The result should be every line in the material below containing the string "metal".

*** Material supplied Section Begins ***

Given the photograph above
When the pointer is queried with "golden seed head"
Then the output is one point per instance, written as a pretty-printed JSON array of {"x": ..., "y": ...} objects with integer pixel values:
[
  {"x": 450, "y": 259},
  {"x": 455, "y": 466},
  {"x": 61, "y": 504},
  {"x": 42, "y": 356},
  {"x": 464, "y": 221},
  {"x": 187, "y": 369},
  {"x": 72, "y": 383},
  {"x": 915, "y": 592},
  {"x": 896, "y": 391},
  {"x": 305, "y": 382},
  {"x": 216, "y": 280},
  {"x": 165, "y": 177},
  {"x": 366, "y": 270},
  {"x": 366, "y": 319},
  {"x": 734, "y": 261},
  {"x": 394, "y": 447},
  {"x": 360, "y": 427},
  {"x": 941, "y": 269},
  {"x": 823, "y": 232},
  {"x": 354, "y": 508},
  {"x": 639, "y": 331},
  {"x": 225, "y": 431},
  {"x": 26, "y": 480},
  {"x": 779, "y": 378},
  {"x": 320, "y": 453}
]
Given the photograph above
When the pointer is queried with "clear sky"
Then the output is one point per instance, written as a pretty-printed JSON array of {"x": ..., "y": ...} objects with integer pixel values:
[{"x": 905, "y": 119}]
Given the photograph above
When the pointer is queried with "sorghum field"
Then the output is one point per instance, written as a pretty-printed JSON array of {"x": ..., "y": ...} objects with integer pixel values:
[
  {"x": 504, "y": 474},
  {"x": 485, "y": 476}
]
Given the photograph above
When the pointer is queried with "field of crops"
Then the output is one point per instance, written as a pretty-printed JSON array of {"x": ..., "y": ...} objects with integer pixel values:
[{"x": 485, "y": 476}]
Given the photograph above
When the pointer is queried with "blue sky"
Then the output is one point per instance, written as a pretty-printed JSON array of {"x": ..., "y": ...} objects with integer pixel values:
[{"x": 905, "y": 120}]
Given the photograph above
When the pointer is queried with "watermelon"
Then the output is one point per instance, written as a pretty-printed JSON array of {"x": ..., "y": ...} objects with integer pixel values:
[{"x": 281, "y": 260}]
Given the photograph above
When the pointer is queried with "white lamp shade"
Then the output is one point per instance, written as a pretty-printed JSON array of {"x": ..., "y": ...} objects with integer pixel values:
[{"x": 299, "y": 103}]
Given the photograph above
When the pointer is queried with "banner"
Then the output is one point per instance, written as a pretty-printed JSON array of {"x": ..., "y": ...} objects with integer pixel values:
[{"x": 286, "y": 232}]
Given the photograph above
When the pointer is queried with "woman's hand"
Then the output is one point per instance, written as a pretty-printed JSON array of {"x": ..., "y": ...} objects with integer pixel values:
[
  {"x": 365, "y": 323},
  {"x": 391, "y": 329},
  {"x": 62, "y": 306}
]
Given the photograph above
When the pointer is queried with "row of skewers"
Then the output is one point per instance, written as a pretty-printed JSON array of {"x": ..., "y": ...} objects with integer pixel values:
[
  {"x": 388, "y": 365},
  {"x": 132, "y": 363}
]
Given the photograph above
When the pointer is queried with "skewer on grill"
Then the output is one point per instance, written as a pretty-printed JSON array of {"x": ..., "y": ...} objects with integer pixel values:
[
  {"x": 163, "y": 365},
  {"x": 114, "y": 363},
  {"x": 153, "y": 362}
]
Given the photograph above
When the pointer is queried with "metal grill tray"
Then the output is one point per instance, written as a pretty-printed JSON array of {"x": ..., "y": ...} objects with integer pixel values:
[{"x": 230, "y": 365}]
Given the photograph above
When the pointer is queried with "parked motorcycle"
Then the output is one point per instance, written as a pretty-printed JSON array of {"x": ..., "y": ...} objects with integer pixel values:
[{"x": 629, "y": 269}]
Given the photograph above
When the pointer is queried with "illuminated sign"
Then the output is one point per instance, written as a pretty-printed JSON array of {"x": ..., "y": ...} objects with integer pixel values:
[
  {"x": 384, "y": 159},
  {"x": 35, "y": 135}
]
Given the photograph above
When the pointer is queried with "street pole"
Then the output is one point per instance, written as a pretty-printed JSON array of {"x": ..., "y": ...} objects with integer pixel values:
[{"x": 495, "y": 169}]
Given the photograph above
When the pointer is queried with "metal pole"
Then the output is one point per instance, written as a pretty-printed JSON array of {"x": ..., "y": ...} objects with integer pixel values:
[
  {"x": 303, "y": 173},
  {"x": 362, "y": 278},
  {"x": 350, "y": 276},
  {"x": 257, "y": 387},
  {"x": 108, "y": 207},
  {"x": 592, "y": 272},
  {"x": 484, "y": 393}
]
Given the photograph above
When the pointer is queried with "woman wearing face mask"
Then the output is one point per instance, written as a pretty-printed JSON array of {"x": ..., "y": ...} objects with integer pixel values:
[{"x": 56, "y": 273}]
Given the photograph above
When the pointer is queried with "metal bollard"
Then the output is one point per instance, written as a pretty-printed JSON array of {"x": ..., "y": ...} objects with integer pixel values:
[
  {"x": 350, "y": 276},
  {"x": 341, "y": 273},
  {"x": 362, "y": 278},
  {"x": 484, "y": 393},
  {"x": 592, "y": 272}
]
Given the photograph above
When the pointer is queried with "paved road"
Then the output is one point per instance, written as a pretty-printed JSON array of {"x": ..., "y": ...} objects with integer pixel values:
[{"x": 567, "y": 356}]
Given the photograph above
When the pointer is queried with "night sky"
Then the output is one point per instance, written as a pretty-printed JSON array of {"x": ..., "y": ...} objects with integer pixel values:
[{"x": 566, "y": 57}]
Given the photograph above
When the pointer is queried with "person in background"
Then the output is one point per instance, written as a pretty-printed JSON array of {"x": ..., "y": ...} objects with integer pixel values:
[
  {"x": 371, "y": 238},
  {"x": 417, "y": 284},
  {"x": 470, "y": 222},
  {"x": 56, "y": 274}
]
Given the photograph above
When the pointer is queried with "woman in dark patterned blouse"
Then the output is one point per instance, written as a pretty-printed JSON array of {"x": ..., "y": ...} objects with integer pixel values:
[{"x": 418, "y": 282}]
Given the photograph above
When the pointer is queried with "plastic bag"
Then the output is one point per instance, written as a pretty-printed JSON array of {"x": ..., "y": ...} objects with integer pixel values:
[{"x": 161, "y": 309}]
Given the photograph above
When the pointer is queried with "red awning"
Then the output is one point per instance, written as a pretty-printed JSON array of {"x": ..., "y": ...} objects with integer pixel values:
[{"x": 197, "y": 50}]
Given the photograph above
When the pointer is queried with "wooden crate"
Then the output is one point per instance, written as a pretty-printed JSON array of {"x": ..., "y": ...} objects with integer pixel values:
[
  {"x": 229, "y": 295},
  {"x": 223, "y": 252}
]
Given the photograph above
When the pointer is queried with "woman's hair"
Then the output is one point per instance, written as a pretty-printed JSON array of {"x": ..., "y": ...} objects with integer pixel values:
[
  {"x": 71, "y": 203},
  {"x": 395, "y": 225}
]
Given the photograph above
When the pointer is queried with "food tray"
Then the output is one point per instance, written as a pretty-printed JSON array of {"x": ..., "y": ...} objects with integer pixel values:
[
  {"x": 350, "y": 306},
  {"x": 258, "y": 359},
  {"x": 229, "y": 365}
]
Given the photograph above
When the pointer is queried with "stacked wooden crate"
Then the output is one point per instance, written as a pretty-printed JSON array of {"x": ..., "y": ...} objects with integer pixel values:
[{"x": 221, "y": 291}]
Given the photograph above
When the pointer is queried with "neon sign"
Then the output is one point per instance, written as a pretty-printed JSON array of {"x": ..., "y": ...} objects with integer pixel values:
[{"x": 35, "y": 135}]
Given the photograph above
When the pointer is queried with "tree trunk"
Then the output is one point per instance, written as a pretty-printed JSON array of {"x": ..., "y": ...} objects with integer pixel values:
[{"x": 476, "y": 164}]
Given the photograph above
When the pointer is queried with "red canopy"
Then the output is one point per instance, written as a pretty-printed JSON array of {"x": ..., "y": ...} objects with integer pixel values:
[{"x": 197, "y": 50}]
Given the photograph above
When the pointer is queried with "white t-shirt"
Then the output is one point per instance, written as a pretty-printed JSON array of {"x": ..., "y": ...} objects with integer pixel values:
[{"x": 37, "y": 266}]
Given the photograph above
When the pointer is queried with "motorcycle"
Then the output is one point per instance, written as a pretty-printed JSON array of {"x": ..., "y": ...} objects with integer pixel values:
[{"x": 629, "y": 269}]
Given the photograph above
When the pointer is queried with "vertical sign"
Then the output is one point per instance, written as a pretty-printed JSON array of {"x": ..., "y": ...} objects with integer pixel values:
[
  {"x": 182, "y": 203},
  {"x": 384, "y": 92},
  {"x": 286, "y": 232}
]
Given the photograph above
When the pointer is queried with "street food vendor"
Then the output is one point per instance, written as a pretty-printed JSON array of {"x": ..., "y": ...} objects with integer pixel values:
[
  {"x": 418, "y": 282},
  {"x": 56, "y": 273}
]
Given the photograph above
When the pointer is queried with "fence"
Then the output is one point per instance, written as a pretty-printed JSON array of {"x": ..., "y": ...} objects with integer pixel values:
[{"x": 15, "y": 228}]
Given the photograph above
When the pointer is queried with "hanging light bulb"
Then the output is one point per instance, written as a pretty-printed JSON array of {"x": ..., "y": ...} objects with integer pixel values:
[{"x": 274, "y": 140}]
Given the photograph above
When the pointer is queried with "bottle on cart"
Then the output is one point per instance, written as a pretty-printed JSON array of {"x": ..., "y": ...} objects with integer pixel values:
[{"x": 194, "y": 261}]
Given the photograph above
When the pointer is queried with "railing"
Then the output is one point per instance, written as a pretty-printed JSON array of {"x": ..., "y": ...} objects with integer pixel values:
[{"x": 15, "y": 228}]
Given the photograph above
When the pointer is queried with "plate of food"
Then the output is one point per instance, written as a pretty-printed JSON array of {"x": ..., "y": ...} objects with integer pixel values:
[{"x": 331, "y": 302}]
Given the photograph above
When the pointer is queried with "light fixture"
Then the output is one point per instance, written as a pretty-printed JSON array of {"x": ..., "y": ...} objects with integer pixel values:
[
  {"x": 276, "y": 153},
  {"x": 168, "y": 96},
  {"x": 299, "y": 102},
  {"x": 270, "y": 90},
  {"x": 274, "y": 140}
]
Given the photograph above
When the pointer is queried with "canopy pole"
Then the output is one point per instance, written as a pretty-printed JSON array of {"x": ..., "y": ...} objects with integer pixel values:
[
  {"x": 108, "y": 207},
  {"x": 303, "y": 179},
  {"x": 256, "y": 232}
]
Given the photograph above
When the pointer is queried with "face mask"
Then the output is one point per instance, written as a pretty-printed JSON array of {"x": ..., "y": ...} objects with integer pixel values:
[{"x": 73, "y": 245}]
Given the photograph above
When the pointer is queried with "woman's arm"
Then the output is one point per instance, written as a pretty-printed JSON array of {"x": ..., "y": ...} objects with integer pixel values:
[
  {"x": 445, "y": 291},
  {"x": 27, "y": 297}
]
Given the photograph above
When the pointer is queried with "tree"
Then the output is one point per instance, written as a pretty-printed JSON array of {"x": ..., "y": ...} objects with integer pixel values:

*** Material supplied Section Ends ***

Solution »
When the pointer is queried with "metal grill tray"
When the pointer is queried with "metal pole"
When the pointer is queried with "metal bollard"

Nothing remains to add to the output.